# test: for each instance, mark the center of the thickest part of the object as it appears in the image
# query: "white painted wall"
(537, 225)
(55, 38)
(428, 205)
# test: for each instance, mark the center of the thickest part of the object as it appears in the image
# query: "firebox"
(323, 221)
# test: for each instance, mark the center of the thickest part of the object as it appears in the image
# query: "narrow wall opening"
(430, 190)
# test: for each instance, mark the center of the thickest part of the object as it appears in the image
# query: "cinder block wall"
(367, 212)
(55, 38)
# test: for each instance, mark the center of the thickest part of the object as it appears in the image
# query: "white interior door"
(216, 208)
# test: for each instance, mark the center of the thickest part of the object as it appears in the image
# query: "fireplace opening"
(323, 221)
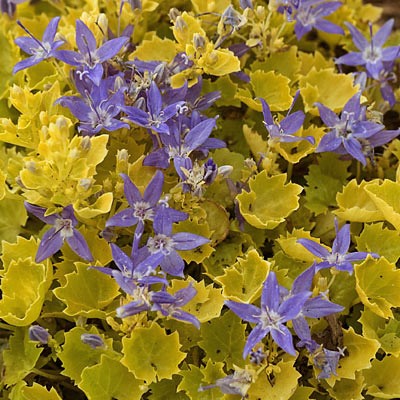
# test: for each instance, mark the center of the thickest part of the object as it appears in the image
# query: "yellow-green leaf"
(377, 239)
(24, 286)
(155, 49)
(383, 378)
(360, 353)
(331, 89)
(207, 303)
(386, 197)
(87, 292)
(223, 339)
(150, 354)
(269, 201)
(324, 181)
(346, 389)
(110, 379)
(377, 284)
(386, 331)
(285, 383)
(76, 355)
(243, 281)
(356, 205)
(262, 82)
(20, 358)
(35, 392)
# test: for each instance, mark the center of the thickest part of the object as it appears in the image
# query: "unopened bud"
(173, 14)
(93, 340)
(38, 334)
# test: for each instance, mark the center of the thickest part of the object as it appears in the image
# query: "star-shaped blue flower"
(272, 316)
(90, 59)
(284, 130)
(63, 230)
(39, 50)
(372, 54)
(339, 257)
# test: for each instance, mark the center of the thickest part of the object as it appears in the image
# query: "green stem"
(289, 171)
(47, 375)
(7, 327)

## Direction
Leave the pictures out, and transcribe each of the records exactly.

## Response to this exercise
# test: for each instance, mark the center of the thickest part of the object as it appears in the image
# query: "white painted wall"
(537, 225)
(55, 38)
(428, 205)
# test: for each instance, mark the center of the thickest part of the object as it appears in the image
# query: "firebox"
(323, 221)
# test: for each instance, mark the center of the thickest part of the object as it appears in the image
# query: "narrow wall opening"
(430, 190)
# test: for each instance, mark the center of the thickest part of the object as it appears in the image
# query: "cinder block wall"
(367, 212)
(55, 38)
# test: for each instance, mark the center of the thickest part of the object as it appears in the image
# query: "white interior door"
(216, 208)
# test: for each instance, mark the center of the thickest part of the object as it appears in the image
# query: "fireplace opening"
(323, 221)
# test: for each instance, mark the center of the thickest part of the object as it appears in the image
# query: "yellow-green leaf"
(377, 239)
(24, 286)
(155, 49)
(383, 378)
(360, 353)
(331, 89)
(207, 303)
(386, 197)
(87, 292)
(223, 339)
(150, 354)
(269, 201)
(324, 181)
(346, 389)
(110, 379)
(377, 284)
(386, 331)
(285, 383)
(76, 355)
(243, 281)
(356, 205)
(262, 82)
(20, 358)
(35, 392)
# test: for each instance, mark the center of the thickest part of the object as it appears in the image
# query: "unopened bud"
(173, 14)
(93, 340)
(38, 334)
# test: for each instance, mark the center of the thickest part of the object as it appears in the image
# query: "star-shaped blue flower"
(272, 316)
(90, 59)
(284, 130)
(63, 230)
(39, 50)
(372, 54)
(339, 257)
# test: for each instance, mark the center of the thickest part of the object as it appears in the image
# query: "green stem"
(289, 171)
(47, 375)
(7, 327)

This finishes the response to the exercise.